What the task requires
Please sum up the merger article below in two sentences.

Passage
________________________

GREW Energy and Shanti Educational Boards Approve Merger with Share Exchange Ratio
The boards of GREW Energy Private Limited and Shanti Educational Initiatives Limited have approved a comprehensive merger scheme featuring a 100:212 share exchange ratio determined by independent valuers. The composite arrangement includes transferring SEIL's education undertaking worth ₹26.32 crore turnover to subsidiary SLIPL, followed by amalgamation with GREW Energy. Management emphasized strategic benefits of consolidating operations across renewable energy and education sectors, with the merged entity planned for stock exchange listing upon regulatory approvals.

*this image is generated using AI for illustrative purposes only.
Shanti Educational Initiatives Limited and GREW Energy Private Limited boards have approved a comprehensive merger scheme involving a composite arrangement that will transform both companies' business structures and provide shareholders with exposure to renewable energy and education sectors.
Board Meeting Outcomes and Approvals
At the board meeting held on March 2, 2026, directors of both companies approved the proposed scheme of arrangement between Shanti Educational Initiatives Limited (SEIL), Shanti Learning Initiatives Private Limited (SLIPL), and GREW Energy Private Limited (GEPL). The meeting addressed multiple strategic initiatives including corporate restructuring, governance changes, and regulatory compliance matters.
| Resolution Type: | Details |
|---|---|
| Composite Scheme: | Multi-entity arrangement approval |
| Share Exchange Ratio: | 100:212 ratio approved |
| Slump Sale: | Business undertaking transfer |
| Director Reappointment: | Susanta Kumar Panda for second term |
| Regulatory Process: | Multiple approval applications |
Share Exchange Ratio and Valuation
The boards approved the share exchange ratio based on comprehensive valuation exercises carried out by two independent registered valuers, M/s Finvox Analytics and A N Gawade. Under the approved ratio, shareholders of SEIL will receive 100 fully paid equity shares of face value ₹1 per share in GEPL for every 212 fully paid equity shares of face value ₹1 each held in SEIL.
Ernst and Young (EY) & P. Murali Consultants Private Limited acted as transaction advisors for the proposed merger. The scheme comprises two distinct phases designed to segregate and consolidate business operations across education and renewable energy sectors.
| Valuation Details: | Specifications |
|---|---|
| Independent Valuers: | Finvox Analytics, A N Gawade |
| Transaction Advisors: | EY & P. Murali Consultants |
| GEPL Share Face Value: | ₹1 per share |
| SEIL Share Face Value: | ₹1 per share |
Composite Scheme Structure and Financial Metrics
Under Part II of the scheme, SEIL will transfer its entire education services undertaking to its wholly-owned subsidiary SLIPL through a slump sale arrangement. The transferred undertaking generated turnover of ₹26.32 crore as on March 31, 2025, representing 100% of the transferor company's total turnover and 86.20% of its net worth valued at ₹60.50 crore.

________________________

Data supplied
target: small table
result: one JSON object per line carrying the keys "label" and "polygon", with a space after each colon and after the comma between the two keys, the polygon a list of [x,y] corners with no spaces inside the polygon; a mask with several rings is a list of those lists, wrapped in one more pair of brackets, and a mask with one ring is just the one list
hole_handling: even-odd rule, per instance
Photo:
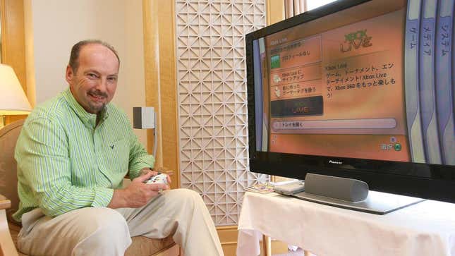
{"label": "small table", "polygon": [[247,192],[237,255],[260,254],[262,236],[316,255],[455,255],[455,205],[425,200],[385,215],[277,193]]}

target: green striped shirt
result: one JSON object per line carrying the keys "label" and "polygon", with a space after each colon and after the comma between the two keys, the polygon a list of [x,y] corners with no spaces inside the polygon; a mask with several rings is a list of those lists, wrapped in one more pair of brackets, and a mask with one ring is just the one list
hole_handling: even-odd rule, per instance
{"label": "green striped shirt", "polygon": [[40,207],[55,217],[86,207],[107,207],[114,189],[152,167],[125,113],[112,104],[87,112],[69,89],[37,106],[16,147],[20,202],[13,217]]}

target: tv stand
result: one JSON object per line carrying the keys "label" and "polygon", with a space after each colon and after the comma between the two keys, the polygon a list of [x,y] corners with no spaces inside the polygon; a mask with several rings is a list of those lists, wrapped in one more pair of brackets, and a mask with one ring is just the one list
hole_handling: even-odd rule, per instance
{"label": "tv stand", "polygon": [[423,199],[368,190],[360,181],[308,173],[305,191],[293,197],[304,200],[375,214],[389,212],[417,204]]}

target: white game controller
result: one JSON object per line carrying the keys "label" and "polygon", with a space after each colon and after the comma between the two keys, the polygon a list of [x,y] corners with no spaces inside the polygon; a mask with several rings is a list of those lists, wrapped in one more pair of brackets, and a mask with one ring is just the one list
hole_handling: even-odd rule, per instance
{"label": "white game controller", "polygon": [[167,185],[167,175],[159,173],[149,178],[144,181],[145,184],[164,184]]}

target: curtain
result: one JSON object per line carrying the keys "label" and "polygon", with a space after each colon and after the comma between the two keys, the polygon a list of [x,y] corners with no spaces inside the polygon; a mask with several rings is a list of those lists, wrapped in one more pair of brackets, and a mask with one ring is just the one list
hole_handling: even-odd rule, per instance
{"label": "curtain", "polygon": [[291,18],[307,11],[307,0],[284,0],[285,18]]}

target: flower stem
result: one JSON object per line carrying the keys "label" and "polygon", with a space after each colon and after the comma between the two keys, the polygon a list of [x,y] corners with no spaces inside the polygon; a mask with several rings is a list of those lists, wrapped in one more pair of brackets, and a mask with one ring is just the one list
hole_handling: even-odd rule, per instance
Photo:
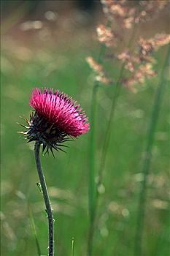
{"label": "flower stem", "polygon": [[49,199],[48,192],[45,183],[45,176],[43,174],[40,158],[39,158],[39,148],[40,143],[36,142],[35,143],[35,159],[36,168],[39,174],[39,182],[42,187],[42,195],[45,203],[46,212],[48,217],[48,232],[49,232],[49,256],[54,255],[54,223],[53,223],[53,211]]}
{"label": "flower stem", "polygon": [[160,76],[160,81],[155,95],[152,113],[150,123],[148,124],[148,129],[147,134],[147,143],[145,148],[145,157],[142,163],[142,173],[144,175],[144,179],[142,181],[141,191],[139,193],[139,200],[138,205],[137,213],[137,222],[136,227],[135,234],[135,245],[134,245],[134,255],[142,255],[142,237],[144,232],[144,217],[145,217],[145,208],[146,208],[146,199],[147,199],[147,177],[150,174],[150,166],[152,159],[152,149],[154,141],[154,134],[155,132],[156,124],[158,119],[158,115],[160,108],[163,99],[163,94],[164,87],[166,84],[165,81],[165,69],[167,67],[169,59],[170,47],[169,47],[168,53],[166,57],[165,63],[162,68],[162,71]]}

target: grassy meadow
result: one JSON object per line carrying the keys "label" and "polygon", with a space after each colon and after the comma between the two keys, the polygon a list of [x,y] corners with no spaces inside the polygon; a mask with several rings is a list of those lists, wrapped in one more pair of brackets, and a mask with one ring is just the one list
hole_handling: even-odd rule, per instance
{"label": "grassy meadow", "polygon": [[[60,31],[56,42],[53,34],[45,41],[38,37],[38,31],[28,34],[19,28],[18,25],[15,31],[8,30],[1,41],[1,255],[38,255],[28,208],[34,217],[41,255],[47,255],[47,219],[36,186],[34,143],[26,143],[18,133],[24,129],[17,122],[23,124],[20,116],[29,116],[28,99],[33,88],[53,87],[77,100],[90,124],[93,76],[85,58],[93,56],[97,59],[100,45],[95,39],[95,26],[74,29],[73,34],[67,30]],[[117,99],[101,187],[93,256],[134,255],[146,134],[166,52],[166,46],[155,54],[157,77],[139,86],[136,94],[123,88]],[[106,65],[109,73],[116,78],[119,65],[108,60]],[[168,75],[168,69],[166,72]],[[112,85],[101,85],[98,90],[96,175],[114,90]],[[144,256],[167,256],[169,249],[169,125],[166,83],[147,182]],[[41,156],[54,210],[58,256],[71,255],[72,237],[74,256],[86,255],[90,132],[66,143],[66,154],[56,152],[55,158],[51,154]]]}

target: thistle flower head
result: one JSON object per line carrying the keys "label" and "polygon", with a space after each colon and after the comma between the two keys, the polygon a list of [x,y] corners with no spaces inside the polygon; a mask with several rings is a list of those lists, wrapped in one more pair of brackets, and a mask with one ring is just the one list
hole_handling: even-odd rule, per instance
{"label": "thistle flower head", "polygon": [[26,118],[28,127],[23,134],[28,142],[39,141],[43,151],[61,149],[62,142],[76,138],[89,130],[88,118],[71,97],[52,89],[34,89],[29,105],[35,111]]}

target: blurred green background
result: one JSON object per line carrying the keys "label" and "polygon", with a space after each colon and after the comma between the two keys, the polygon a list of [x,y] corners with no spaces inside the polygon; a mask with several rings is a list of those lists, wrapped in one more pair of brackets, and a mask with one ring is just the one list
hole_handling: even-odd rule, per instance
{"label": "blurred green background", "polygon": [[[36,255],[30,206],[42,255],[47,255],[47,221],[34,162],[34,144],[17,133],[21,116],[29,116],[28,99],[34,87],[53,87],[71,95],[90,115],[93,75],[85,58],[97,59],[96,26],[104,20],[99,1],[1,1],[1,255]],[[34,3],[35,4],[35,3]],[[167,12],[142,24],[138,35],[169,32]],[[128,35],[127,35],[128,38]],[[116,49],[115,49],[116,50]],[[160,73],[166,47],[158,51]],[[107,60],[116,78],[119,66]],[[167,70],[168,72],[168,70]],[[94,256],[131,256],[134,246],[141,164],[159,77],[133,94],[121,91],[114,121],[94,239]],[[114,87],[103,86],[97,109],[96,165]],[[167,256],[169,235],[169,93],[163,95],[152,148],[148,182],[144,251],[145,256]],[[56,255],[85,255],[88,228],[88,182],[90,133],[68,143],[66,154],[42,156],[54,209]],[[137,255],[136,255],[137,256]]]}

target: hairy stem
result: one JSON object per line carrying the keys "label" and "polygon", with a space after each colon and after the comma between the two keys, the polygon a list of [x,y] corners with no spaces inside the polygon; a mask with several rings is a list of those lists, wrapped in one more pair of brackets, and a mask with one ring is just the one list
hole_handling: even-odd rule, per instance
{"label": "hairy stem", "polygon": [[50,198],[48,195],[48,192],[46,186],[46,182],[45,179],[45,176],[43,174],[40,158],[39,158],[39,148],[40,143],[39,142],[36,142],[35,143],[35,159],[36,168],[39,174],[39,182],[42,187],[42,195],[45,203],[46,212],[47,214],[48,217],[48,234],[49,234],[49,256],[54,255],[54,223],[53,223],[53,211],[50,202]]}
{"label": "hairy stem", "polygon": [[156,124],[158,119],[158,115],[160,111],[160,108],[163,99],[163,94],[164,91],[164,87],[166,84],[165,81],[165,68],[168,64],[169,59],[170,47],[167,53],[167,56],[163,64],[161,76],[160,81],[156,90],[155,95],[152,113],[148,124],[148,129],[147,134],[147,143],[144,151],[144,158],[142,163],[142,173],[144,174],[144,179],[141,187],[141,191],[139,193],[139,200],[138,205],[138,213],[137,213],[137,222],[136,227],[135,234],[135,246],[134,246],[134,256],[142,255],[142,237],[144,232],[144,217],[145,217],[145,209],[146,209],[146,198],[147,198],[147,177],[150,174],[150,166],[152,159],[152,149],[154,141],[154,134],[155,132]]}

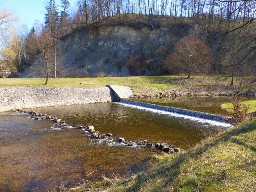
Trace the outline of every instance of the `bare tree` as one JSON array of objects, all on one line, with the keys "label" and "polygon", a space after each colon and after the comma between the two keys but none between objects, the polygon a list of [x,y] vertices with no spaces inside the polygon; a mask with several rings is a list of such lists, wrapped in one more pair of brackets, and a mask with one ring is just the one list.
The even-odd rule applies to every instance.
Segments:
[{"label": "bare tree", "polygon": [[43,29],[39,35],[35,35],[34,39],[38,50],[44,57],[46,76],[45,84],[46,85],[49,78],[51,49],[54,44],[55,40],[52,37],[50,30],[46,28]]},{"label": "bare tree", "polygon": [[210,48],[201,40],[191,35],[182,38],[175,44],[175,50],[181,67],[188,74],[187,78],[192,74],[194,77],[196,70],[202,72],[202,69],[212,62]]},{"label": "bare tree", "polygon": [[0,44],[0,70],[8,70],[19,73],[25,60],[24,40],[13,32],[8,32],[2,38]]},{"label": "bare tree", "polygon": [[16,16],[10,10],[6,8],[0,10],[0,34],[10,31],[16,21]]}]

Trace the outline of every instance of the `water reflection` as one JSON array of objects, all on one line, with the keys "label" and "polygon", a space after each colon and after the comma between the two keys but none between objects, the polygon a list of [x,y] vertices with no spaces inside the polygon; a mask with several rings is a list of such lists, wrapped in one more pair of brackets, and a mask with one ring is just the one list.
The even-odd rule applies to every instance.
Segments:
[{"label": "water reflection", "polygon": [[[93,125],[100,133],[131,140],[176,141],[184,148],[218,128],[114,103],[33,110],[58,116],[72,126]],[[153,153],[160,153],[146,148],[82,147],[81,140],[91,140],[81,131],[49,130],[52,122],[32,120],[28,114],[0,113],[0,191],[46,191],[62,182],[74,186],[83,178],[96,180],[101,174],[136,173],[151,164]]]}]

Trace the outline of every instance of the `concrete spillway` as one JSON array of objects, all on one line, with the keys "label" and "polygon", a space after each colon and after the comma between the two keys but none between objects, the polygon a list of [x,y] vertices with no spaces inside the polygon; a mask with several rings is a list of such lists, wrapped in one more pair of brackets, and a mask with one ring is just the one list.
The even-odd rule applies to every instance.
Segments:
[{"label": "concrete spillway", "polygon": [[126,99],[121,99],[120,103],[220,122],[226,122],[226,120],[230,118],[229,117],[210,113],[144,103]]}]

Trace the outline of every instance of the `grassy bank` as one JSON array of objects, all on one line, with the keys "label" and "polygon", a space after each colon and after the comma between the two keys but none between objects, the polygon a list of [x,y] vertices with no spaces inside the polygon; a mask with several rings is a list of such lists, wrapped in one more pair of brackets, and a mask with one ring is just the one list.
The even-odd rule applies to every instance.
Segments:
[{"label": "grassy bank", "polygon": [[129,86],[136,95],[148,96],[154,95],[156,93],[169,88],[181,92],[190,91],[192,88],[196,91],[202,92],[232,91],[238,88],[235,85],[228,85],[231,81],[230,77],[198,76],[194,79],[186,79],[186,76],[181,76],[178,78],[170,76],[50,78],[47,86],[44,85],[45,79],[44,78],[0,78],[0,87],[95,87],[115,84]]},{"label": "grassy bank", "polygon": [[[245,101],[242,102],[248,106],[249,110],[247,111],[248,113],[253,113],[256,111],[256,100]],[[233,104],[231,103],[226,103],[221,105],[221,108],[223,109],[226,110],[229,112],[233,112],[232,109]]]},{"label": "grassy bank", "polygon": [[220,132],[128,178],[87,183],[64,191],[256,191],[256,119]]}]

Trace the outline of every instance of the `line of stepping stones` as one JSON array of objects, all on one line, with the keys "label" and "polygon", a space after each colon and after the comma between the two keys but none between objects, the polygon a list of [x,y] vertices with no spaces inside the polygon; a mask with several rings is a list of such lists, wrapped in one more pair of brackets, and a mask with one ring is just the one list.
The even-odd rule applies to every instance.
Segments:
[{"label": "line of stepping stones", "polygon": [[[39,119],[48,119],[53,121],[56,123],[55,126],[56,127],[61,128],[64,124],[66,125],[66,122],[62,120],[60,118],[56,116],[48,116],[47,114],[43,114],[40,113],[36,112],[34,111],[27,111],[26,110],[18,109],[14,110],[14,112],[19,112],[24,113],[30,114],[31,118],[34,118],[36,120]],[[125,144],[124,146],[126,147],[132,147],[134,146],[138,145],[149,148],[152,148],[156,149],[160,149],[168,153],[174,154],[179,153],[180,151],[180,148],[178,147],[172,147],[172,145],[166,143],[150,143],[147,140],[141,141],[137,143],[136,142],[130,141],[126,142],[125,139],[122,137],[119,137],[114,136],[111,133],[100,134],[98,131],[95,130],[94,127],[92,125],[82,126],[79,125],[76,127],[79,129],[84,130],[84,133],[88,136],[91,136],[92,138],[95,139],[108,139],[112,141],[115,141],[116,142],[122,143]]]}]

________________________

The solution
On March 2, 2026, the boards of Shanti Educational Initiatives Limited (SEIL) and GREW Energy Private Limited (GEPL) approved a composite scheme of arrangement under which SEIL shareholders will receive 100 GEPL shares for every 212 SEIL shares held, a ratio based on valuations by two independent registered valuers. Under the scheme, SEIL first transfers its education services undertaking, with a turnover of ₹26.32 crore, to its wholly-owned subsidiary SLIPL through a slump sale, and then amalgamates with GREW Energy, with the merged entity planned for stock exchange listing once regulators approve.